• _Exercise goal_
In the text on gut health and mood, roughly how many neurons does the enteric nervous system host?

• _Extract to read_
Segment Open
2016-04-27-1461780936-9032002-foodsformood11.jpeg
Photo: Unsplash/Keran Look Loy

By Erin Magner for Well+Good

By now, we all know the rules of good gut health: eat lots of fiber and fermented foods, along with plenty of other prebiotics and probiotics. But did you know that a healthy microbiome is just as crucial for our mental health as it is for our digestion?

As science has proven, our digestive tract isn't just filled with bacteria, but also with a whole lot of nerves. "The gut has its own 'brain' called the enteric nervous system, which hosts somewhere around 500 million neurons," says Eve Kalinik, a UK-based certified nutritional therapist. She adds that the brain and gut neurons are directly connected via the vagus nerve, explaining why we feel "butterflies in the stomach" when faced with an anxiety-provoking situation.

And that's not all. Gut bacteria play a major role in our gray matter function, too. "Recent research has directly [shown] the microbiome influences neurotransmitters in the brain, affecting the way that we think and feel," says Kalinik. "Certain strains of beneficial bacteria can themselves produce many of the same mood-positive chemicals used in brain signaling, such as dopamine, serotonin, and GABA."

Needless to say, when our bellies are out of whack, our state of mind takes a dive as well. But according to Kalinik, there are three major things we can do to keep our microflora flourishing and, in turn, nourishing our brains with the good stuff.
Segment Closed
• _Dataset excerpt_
Segment Open
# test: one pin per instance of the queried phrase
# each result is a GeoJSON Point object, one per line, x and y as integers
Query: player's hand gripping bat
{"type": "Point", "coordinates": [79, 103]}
Segment Closed
• _Reply to the exercise_
Somewhere around 500 million neurons.